WORK TO BE COMPLETED -> Continue the news article below about Pacific seasonal workers at a Darwin fruit farm, picking up right after its last sentence.

DOCUMENT EXTRACT ->
Peterson Mariango, is a 28-year-old from Tanna Island in Vanuatu. He has been working as a seasonal worker in the Northern Territory since 2018.
He said the seasonal workers program has allowed him to maintain a steady income, as work opportunities in his home country dry up amid the coronavirus pandemic.
"Back home, there are no jobs really," he told SBS News.
"There are no jobs at this time of COVID-19 and the only revenue we can get back to our homes is seasonal work.
"Tourists are no longer available."
Mr Mariango says the program has provided a steady income for him and his family, while work in Vanuatu has dried up amid the pandemic. Source: Aneeta Bhole
Mr Mariango has been working as a picker at Darwin Fruit Farms.
He is one of 16 Pacific workers who remained on-site before the seasonal workers program was shut down in March due to the coronavirus pandemic.
"It's hard work, especially in the heat of the Darwin sun," he said.
"But every two weeks I'm able to send money back home to my family and provide for them.
"I also learn a lot about farming, from mangos to bananas to watermelons and pumpkins, I learn a lot. I'll take what experience I have and share with my friends back home."
Mark Smith is the farm manager and said without Mr Mariango and the other Pacific workers who stayed on, it would be near to impossible to finish a season of picking.
Mr Mariango (R) works for Mark Smith (L) at Darwin Fruit Farms. Source: Aneeta Bhole
"The government did allow us to extend our visas for our seasonal workers for another 12 months so that helped us out in our day to day routine," he said.
"But if we don't get more in time for the mango season we'll be in trouble."
For Darwin Fruit Farms the mango season will start in October.
But Mr Smith said in order to respond to the labour shortages in the industry there will need to be close to 2,000 workers sent across the Territory for the upcoming season.

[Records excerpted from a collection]
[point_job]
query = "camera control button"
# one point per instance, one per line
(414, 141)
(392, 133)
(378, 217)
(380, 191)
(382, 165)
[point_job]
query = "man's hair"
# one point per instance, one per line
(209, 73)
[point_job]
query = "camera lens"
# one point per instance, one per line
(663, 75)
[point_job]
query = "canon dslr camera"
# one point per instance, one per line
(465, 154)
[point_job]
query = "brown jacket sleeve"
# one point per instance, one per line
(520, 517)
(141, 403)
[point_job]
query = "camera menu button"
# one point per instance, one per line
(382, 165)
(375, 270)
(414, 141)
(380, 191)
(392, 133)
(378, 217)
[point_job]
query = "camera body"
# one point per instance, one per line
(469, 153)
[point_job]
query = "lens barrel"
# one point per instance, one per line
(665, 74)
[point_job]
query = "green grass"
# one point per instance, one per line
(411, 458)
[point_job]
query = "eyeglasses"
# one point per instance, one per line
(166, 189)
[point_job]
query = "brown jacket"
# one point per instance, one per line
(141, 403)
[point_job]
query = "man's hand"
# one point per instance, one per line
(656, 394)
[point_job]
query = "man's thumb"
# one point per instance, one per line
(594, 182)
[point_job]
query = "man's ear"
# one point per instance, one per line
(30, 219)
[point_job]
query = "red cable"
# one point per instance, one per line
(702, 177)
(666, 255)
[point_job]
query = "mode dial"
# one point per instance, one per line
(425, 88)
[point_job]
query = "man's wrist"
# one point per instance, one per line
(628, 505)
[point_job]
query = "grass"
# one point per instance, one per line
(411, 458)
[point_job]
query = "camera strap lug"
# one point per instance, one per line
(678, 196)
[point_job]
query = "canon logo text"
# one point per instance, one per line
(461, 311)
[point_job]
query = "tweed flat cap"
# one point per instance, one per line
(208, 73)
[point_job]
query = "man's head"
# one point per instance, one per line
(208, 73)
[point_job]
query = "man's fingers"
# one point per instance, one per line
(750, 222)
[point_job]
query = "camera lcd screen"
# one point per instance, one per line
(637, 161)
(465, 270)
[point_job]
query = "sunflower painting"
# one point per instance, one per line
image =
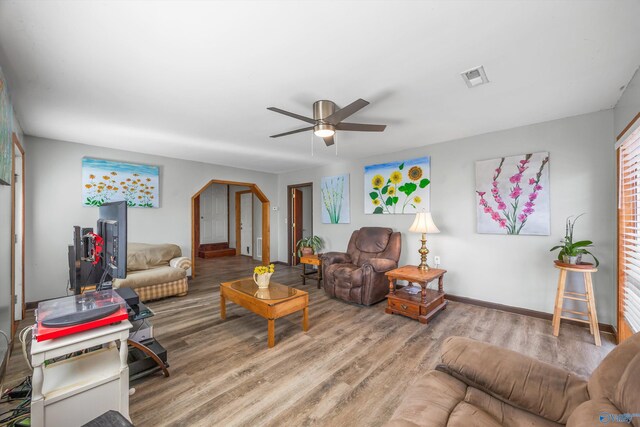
(397, 187)
(106, 181)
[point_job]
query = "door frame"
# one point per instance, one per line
(290, 245)
(266, 220)
(238, 216)
(16, 145)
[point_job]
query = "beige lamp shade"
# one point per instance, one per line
(423, 224)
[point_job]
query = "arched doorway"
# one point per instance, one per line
(266, 226)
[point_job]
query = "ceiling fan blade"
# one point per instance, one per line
(360, 127)
(292, 132)
(329, 140)
(345, 112)
(294, 115)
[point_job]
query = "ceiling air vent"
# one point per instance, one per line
(475, 77)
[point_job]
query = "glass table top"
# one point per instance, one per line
(274, 291)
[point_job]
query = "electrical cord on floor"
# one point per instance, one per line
(6, 337)
(20, 412)
(23, 340)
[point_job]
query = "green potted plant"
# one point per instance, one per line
(309, 245)
(571, 252)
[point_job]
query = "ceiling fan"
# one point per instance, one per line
(327, 119)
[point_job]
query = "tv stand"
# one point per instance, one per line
(76, 390)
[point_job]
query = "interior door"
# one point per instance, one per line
(296, 223)
(220, 217)
(206, 215)
(246, 224)
(214, 215)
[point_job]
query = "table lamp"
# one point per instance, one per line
(423, 224)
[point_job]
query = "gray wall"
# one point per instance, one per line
(628, 105)
(6, 297)
(54, 206)
(512, 270)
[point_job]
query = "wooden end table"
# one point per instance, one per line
(272, 303)
(422, 306)
(314, 275)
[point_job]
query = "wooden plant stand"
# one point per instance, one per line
(586, 297)
(313, 275)
(422, 306)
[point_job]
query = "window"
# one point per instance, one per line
(629, 236)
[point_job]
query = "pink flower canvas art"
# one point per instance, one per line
(512, 195)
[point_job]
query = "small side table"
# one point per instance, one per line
(422, 306)
(313, 274)
(586, 297)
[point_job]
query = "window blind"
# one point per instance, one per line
(629, 228)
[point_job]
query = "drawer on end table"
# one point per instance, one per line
(403, 307)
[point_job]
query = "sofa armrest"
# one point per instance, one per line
(181, 262)
(542, 389)
(335, 258)
(381, 265)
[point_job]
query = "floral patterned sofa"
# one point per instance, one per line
(155, 271)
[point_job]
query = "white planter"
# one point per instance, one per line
(262, 280)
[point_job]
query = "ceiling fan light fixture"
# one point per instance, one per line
(323, 130)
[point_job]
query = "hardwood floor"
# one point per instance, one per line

ANSWER FOR THIS EXERCISE ->
"Any workers we can get at that time will be helpful, we're trying to work with a few of the other farmers around," he said.
"The Honey Gold mango is a later variety than the KP [Kensington Pride] so that will be an advantage for us; when they've finished picking the KPs we might be able to get some workers. But I don't think it's going to be enough."
Mr Mariango says he'll take back what he's learnt on the farm to Tanna Island where he hails from. Source: Aneeta Bhole
Mr Smith said it would be great to employ locals but previous efforts "don't seem to work out".
"Australian people don't want to work on farms, it's too hard," he said.
"It's even hard getting out of bed in the morning up here in this climate, let alone lugging fruit around and walking miles to pick them.
"Local people don't seem to be interested at all."
Mr Mariango is one of 16 pacific workers who remained on site, before the program was shut down in March due to COVID-19. Source: Aneeta Bhole
NT Farmers Association CEO Paul Burke agrees that a lot more workers will be needed in the coming months and not just for the mango season.
"Melons, grapes, cherries, berries, strawberries the range across Australia is tremendous and every single industry is starting to feel the pinch," he said.
"We know we're about 30,000 to 40,000 people short over the next 12 months and those positions aren't going to come from Australians, we know that, so we really do need to ramp this project up."
The federal government reinstated the seasonal workers program in August to address labour shortages in the agricultural industry.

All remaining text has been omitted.